* AIM OF THE EXERCISE:
Quote word for word the lines starting at the line with "Every instance of the overcast" and ending at the final line of the entries. Leave out any pictures.
(DATASET CONTENT Opens)
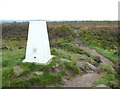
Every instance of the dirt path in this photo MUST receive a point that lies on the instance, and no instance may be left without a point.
(86, 80)
(93, 52)
(83, 81)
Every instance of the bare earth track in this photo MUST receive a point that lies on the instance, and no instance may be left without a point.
(87, 80)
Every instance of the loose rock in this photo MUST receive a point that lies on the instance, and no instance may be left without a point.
(17, 71)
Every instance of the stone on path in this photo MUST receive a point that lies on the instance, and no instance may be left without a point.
(91, 66)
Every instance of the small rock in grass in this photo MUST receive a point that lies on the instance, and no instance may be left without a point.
(91, 66)
(65, 60)
(17, 71)
(38, 73)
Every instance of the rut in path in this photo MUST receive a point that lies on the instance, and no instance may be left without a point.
(86, 80)
(83, 81)
(92, 51)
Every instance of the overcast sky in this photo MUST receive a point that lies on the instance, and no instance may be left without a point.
(59, 9)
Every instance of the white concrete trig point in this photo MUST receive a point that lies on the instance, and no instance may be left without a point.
(38, 48)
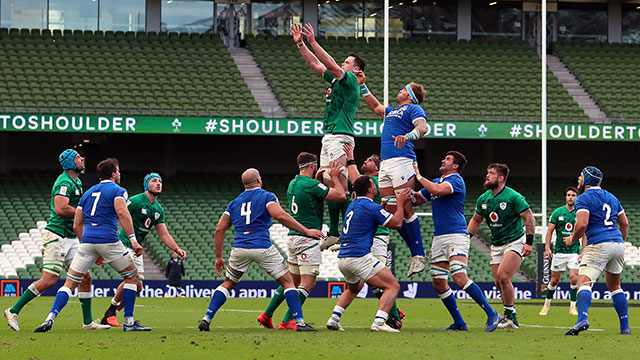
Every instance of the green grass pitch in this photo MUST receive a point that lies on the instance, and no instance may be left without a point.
(236, 335)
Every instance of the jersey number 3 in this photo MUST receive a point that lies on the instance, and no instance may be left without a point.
(245, 210)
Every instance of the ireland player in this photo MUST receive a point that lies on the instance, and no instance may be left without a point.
(341, 102)
(403, 124)
(562, 257)
(370, 168)
(450, 246)
(60, 242)
(306, 196)
(95, 223)
(601, 217)
(250, 213)
(146, 212)
(504, 210)
(355, 260)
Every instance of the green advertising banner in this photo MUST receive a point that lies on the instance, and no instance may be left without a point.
(307, 127)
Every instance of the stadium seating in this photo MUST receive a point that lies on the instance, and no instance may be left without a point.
(609, 72)
(487, 81)
(118, 73)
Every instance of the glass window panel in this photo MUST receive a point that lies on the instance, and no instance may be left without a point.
(342, 18)
(122, 15)
(28, 14)
(631, 23)
(73, 14)
(192, 16)
(496, 19)
(274, 17)
(582, 22)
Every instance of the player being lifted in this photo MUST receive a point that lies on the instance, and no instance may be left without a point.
(504, 210)
(341, 102)
(562, 257)
(403, 124)
(450, 246)
(95, 223)
(250, 213)
(370, 168)
(355, 260)
(601, 217)
(306, 197)
(146, 212)
(60, 242)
(DATASET CONTENT Closes)
* EXERCISE OUTPUT:
Every instance of the overcast sky in this photo MUST receive a point that lies on the instance, and no instance may be left without a point.
(59, 9)
Every instance of the white concrete trig point in this photo MUST receive a point that lies on the instance, and no instance may be left without a point.
(38, 48)
Every instance of the green grass pitch in this photo MUST receive a point that lies on the instance, and no instance may be left without a point.
(236, 335)
Every instance of the jersey number 3 in this photo MUST receive a point that lies on the instance, and no instance may be left without a point.
(245, 210)
Every instance of the ireland player in this photo MUST receive a point that lies on the instance, and no instance may be left without a point.
(341, 102)
(403, 124)
(562, 257)
(370, 168)
(450, 246)
(60, 242)
(306, 196)
(95, 223)
(601, 217)
(250, 213)
(146, 212)
(504, 210)
(355, 260)
Every instance of the green advertising banner in this photo MUST receive a point that lies on the instance, and no instance may be left without a point.
(307, 127)
Every instance of the stadium seating in this photo MUST receive a point that lies on the instance, and no instance may be left without a point.
(609, 72)
(487, 81)
(118, 73)
Every instance of the glass window panel in this photo MUST receive a point that lies on the instance, and no instance may be left without a point.
(342, 18)
(122, 15)
(28, 14)
(631, 23)
(73, 14)
(192, 16)
(496, 19)
(274, 17)
(582, 22)
Every instance of the player being lifted in this photo MUST receive a point that lies on the instance, and no instance may be left without a point.
(504, 210)
(341, 102)
(562, 257)
(403, 124)
(450, 246)
(95, 223)
(250, 213)
(370, 168)
(355, 260)
(601, 217)
(306, 197)
(146, 212)
(60, 242)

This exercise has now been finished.